**Task prompt**
Return each line of the records below that contains the string "woman", matching case exactly.

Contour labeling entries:
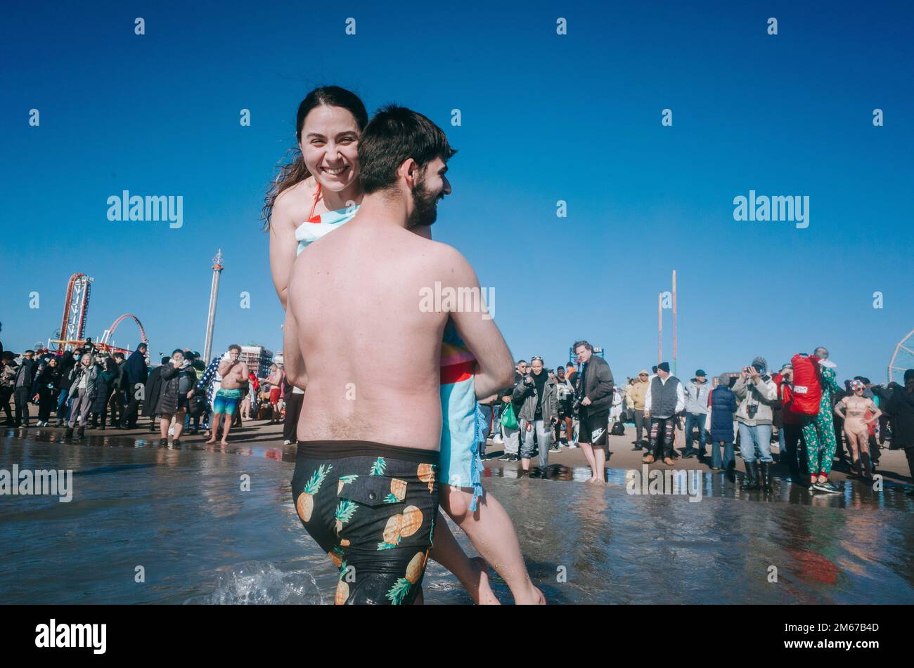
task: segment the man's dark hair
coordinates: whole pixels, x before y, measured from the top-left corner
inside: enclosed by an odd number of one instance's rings
[[[362,191],[370,193],[397,183],[397,170],[409,158],[424,170],[435,158],[445,162],[457,151],[444,130],[406,107],[388,104],[368,121],[358,140],[358,172]]]

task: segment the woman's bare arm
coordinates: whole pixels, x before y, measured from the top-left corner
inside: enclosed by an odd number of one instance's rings
[[[295,229],[308,217],[308,204],[314,198],[314,179],[293,185],[276,198],[270,222],[270,271],[282,308],[289,297],[289,276],[295,263]]]

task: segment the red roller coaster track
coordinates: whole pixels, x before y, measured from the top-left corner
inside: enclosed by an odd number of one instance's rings
[[[133,313],[124,313],[119,318],[114,320],[112,326],[108,328],[108,338],[105,339],[104,343],[108,343],[108,341],[111,339],[111,337],[113,336],[114,334],[114,329],[117,329],[117,326],[120,325],[121,321],[125,318],[133,318],[133,322],[136,323],[137,328],[139,328],[140,329],[140,340],[142,340],[143,343],[149,343],[149,339],[146,339],[146,330],[143,329],[143,323],[140,322],[140,318],[134,316]]]

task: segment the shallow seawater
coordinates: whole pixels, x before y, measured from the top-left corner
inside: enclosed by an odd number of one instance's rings
[[[154,443],[0,433],[0,469],[74,471],[70,503],[0,496],[0,602],[333,601],[336,569],[292,504],[293,446]],[[692,503],[630,495],[622,470],[606,485],[586,477],[486,470],[551,603],[914,602],[914,506],[896,485],[848,482],[824,496],[777,481],[766,496],[705,473]],[[494,574],[493,586],[510,602]],[[430,561],[424,591],[427,603],[470,602]]]

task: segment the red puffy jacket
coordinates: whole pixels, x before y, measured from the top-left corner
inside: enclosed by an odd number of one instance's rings
[[[819,358],[798,352],[791,358],[793,365],[793,391],[791,409],[801,415],[817,415],[822,402]]]

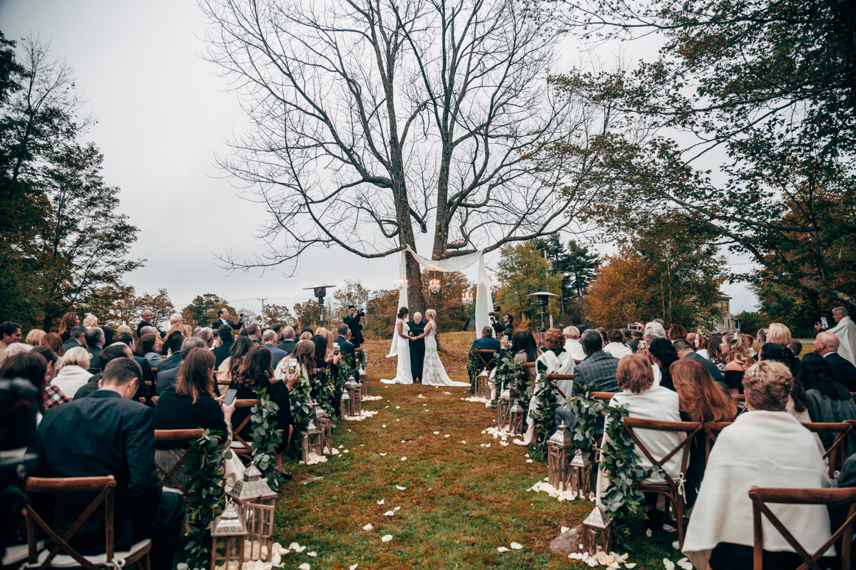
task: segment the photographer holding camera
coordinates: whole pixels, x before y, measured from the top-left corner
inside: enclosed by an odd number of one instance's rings
[[[351,344],[355,349],[359,349],[360,345],[366,342],[362,333],[364,316],[366,316],[365,310],[358,309],[354,305],[348,305],[348,316],[342,319],[342,322],[348,325],[348,328],[351,329]]]

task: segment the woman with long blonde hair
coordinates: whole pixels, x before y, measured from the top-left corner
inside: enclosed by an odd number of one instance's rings
[[[732,328],[722,332],[722,344],[720,345],[725,356],[722,381],[732,394],[743,393],[743,374],[755,364],[750,346],[740,331]]]

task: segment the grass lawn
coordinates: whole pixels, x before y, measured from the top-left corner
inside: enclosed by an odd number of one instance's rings
[[[442,358],[452,379],[467,380],[473,339],[472,332],[442,335]],[[547,466],[526,463],[526,449],[501,446],[481,433],[496,425],[491,408],[462,401],[469,396],[467,388],[382,385],[380,378],[395,373],[395,359],[383,358],[389,341],[364,346],[372,395],[383,397],[365,408],[379,413],[361,422],[336,421],[334,445],[342,449],[327,463],[287,464],[294,479],[280,493],[276,538],[285,547],[296,541],[307,548],[283,556],[285,568],[303,563],[312,570],[354,564],[360,570],[588,567],[551,553],[548,545],[562,526],[579,524],[592,502],[560,502],[526,491],[547,476]],[[389,510],[395,514],[387,519]],[[363,531],[366,524],[374,530]],[[663,557],[682,557],[671,546],[676,533],[660,531],[647,538],[641,515],[633,531],[629,561],[637,568],[660,569]],[[383,544],[386,534],[393,538]],[[512,542],[523,549],[496,550]],[[308,557],[311,551],[318,556]]]

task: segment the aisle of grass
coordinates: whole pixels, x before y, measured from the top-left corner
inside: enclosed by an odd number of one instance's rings
[[[472,333],[443,337],[443,358],[453,379],[467,379],[471,342]],[[286,547],[296,541],[308,548],[284,556],[285,568],[302,563],[312,570],[354,564],[360,569],[588,567],[550,553],[548,544],[562,526],[579,524],[592,503],[527,492],[546,477],[546,465],[526,463],[525,449],[501,446],[481,433],[495,425],[492,409],[461,401],[469,396],[467,388],[381,385],[378,379],[395,375],[395,359],[383,358],[389,341],[366,347],[372,394],[383,399],[365,407],[378,414],[361,422],[337,421],[334,443],[342,449],[327,463],[287,465],[294,479],[280,494],[276,539]],[[387,519],[390,510],[395,514]],[[366,524],[374,529],[363,531]],[[385,534],[393,538],[383,544]],[[670,546],[674,534],[647,538],[639,524],[634,535],[631,561],[637,568],[662,568],[664,556],[681,557]],[[523,549],[497,552],[512,542]],[[310,551],[318,556],[307,557]]]

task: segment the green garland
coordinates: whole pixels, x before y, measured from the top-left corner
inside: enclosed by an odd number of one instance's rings
[[[253,429],[253,461],[255,461],[259,470],[262,472],[262,475],[268,478],[268,485],[270,488],[276,491],[284,480],[282,474],[274,467],[276,447],[282,443],[282,430],[276,429],[276,420],[279,406],[270,399],[265,388],[257,386],[253,389],[253,391],[255,392],[256,397],[259,400],[259,403],[250,409],[250,426]]]
[[[639,513],[645,502],[645,495],[636,484],[644,481],[650,474],[639,467],[636,444],[624,429],[627,408],[606,406],[604,409],[607,417],[600,462],[607,472],[609,485],[601,495],[600,502],[603,511],[612,520],[615,544],[626,549],[626,539],[630,536],[627,519],[632,514]],[[659,469],[655,468],[651,474],[658,472]]]
[[[526,374],[528,376],[528,374]],[[535,444],[529,452],[533,459],[547,461],[547,440],[556,432],[556,410],[559,407],[559,389],[547,377],[544,370],[538,371],[538,384],[541,388],[535,392]]]
[[[467,375],[470,377],[470,393],[476,393],[476,376],[479,375],[479,355],[476,347],[470,347],[470,354],[467,361]]]
[[[199,439],[190,443],[190,456],[184,464],[189,481],[185,497],[189,540],[184,546],[184,561],[191,568],[206,568],[211,564],[208,529],[224,502],[221,486],[223,459],[232,458],[229,450],[220,450],[222,441],[219,432],[205,430]]]

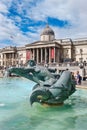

**Task answer**
task: segment the woman's bare arm
task: segment the woman with long blonde hair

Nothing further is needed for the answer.